* CHALLENGE 1 *
Copy out the passage on cargobikes below in full, without changing a word.

# start of EXTRACT

You might know by now we’re big fans of cycling, we talk about it a lot (maybe more than we talk about coffee!). We use an electric cargobike to make our local deliveries in Nottingham. For us as a business it’s much cheaper than using a motor vehicle and more convenient – you can park a bike anywhere. It’s also much more fun, and helps us achieve our goals of being as sustainable as possible. 

We think more people should have access to cargobikes. Most car journeys in the UK are under 10km and have only one person making the journey, but people cite needing to sometimes carry goods and transport people as reasons why they can’t give up their car. Cargobikes help with that. While they may not replace every single journey, they can replace lots of local trips and help reduce the number of cars on the road, making it easier and safer for everybody (including  those who need to drive!). 

Cargobikes, and especially electric cargobikes are often expensive and most people don’t need one every single day. That’s where commons cargobikes come in!

# end of EXTRACT

* CHALLENGE 2 *
Reproduce the rows below word for word, starting at their very first line and ending after the line that contains "xmin=25 ymin=86 xmax=38 ymax=92", with both of those lines included.

# start of RECORDS

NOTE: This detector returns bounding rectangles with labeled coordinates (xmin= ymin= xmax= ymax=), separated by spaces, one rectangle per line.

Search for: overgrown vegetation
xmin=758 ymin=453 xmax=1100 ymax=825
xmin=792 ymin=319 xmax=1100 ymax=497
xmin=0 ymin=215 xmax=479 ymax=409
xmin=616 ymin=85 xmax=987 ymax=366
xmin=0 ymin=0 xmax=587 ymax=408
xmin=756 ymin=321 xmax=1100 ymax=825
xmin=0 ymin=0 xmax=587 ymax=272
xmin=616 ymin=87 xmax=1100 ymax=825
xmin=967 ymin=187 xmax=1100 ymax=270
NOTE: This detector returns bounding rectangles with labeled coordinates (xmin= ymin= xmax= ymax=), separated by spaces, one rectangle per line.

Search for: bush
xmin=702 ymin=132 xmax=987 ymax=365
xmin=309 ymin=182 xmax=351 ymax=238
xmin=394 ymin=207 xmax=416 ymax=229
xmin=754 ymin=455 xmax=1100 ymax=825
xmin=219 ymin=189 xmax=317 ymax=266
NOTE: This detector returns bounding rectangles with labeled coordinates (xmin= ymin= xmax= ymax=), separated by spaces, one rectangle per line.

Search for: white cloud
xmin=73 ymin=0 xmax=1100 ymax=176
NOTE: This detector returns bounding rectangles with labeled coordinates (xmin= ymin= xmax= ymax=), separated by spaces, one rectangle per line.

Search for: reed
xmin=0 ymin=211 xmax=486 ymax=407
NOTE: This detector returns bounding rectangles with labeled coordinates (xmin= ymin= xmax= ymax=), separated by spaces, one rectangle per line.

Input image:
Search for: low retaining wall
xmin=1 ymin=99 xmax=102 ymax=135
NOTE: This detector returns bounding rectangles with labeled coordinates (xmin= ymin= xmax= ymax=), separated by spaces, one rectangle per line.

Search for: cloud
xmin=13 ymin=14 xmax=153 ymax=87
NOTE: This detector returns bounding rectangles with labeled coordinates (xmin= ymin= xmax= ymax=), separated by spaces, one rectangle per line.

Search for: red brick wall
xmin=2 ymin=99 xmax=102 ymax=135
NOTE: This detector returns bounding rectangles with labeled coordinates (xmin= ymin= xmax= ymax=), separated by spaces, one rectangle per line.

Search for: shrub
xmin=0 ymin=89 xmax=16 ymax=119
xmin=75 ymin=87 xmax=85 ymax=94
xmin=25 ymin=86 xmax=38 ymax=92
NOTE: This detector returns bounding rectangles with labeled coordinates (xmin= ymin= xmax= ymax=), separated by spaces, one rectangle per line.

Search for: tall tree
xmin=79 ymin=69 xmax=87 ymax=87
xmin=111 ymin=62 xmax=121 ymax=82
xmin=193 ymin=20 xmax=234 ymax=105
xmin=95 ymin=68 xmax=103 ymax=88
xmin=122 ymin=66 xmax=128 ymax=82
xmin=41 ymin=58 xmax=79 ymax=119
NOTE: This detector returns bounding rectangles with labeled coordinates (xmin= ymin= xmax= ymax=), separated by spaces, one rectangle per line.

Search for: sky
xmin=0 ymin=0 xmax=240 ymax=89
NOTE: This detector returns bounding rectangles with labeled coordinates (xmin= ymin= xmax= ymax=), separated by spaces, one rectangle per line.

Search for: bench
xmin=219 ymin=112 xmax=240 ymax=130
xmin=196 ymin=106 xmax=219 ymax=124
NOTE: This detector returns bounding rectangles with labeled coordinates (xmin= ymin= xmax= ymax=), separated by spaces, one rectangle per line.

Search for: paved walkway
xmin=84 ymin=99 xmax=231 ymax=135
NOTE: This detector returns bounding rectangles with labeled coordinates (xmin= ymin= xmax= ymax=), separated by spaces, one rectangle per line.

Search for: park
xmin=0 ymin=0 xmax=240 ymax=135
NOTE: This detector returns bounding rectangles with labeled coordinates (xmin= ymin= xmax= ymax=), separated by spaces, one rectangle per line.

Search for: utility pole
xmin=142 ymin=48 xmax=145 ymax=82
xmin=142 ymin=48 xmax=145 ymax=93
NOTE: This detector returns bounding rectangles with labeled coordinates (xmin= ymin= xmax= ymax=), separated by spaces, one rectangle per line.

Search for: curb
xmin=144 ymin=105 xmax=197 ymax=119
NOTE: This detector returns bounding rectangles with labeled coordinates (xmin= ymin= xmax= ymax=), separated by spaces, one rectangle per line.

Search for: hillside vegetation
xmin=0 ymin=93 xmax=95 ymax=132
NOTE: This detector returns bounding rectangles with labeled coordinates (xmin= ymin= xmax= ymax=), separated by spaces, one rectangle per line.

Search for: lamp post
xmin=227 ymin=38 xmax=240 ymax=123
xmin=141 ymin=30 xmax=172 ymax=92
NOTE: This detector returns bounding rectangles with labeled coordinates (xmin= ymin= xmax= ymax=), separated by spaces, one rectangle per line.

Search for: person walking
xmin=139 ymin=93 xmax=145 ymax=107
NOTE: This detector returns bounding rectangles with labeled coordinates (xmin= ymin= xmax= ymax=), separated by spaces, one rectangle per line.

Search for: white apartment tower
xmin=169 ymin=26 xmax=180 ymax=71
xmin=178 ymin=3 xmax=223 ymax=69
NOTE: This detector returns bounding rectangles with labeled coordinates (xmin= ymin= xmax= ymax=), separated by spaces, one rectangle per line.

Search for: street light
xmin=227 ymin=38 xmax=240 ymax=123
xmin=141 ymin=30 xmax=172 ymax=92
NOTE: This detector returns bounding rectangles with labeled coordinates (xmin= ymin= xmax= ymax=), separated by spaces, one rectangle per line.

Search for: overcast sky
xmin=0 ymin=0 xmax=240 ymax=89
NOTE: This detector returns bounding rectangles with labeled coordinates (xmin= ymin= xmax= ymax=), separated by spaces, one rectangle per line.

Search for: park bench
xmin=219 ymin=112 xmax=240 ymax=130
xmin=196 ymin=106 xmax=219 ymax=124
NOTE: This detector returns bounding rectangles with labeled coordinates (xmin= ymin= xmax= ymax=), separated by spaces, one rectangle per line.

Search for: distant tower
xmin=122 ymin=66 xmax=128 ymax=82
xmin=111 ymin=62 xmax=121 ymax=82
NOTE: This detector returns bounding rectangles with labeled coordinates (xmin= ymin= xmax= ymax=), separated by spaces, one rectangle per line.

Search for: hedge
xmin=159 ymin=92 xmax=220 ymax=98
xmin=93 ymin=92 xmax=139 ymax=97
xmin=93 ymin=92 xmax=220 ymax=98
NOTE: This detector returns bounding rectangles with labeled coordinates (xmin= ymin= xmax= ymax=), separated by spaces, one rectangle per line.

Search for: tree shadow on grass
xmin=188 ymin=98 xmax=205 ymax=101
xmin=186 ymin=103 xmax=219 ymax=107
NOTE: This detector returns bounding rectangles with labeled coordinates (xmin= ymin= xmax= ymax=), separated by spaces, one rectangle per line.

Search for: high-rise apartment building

# end of RECORDS

* FULL ANSWER 1 *
You might know by now we’re big fans of cycling, we talk about it a lot (maybe more than we talk about coffee!). We use an electric cargobike to make our local deliveries in Nottingham. For us as a business it’s much cheaper than using a motor vehicle and more convenient – you can park a bike anywhere. It’s also much more fun, and helps us achieve our goals of being as sustainable as possible. 

We think more people should have access to cargobikes. Most car journeys in the UK are under 10km and have only one person making the journey, but people cite needing to sometimes carry goods and transport people as reasons why they can’t give up their car. Cargobikes help with that. While they may not replace every single journey, they can replace lots of local trips and help reduce the number of cars on the road, making it easier and safer for everybody (including  those who need to drive!). 

Cargobikes, and especially electric cargobikes are often expensive and most people don’t need one every single day. That’s where commons cargobikes come in!

* FULL ANSWER 2 *
NOTE: This detector returns bounding rectangles with labeled coordinates (xmin= ymin= xmax= ymax=), separated by spaces, one rectangle per line.

Search for: overgrown vegetation
xmin=758 ymin=453 xmax=1100 ymax=825
xmin=792 ymin=319 xmax=1100 ymax=497
xmin=0 ymin=215 xmax=479 ymax=409
xmin=616 ymin=85 xmax=987 ymax=366
xmin=0 ymin=0 xmax=587 ymax=408
xmin=756 ymin=321 xmax=1100 ymax=825
xmin=0 ymin=0 xmax=587 ymax=272
xmin=616 ymin=87 xmax=1100 ymax=825
xmin=967 ymin=187 xmax=1100 ymax=270
NOTE: This detector returns bounding rectangles with labeled coordinates (xmin= ymin= xmax= ymax=), separated by spaces, one rectangle per line.

Search for: bush
xmin=702 ymin=132 xmax=987 ymax=365
xmin=309 ymin=182 xmax=351 ymax=238
xmin=394 ymin=207 xmax=416 ymax=229
xmin=754 ymin=455 xmax=1100 ymax=825
xmin=219 ymin=189 xmax=317 ymax=266
NOTE: This detector returns bounding rectangles with labeled coordinates (xmin= ymin= xmax= ymax=), separated by spaces, one rectangle per line.

Search for: white cloud
xmin=73 ymin=0 xmax=1100 ymax=176
NOTE: This detector returns bounding rectangles with labeled coordinates (xmin= ymin= xmax= ymax=), separated by spaces, one rectangle per line.

Search for: reed
xmin=0 ymin=211 xmax=486 ymax=407
NOTE: This detector returns bounding rectangles with labeled coordinates (xmin= ymin= xmax= ymax=), separated by spaces, one rectangle per line.

Input image:
Search for: low retaining wall
xmin=1 ymin=99 xmax=102 ymax=135
NOTE: This detector returns bounding rectangles with labeled coordinates (xmin= ymin= xmax= ymax=), separated by spaces, one rectangle per line.

Search for: cloud
xmin=13 ymin=14 xmax=153 ymax=87
NOTE: This detector returns bounding rectangles with labeled coordinates (xmin= ymin= xmax= ymax=), separated by spaces, one rectangle per line.

Search for: red brick wall
xmin=2 ymin=99 xmax=102 ymax=135
NOTE: This detector returns bounding rectangles with labeled coordinates (xmin= ymin= xmax= ymax=), separated by spaces, one rectangle per line.

Search for: shrub
xmin=0 ymin=89 xmax=16 ymax=119
xmin=75 ymin=87 xmax=85 ymax=94
xmin=25 ymin=86 xmax=38 ymax=92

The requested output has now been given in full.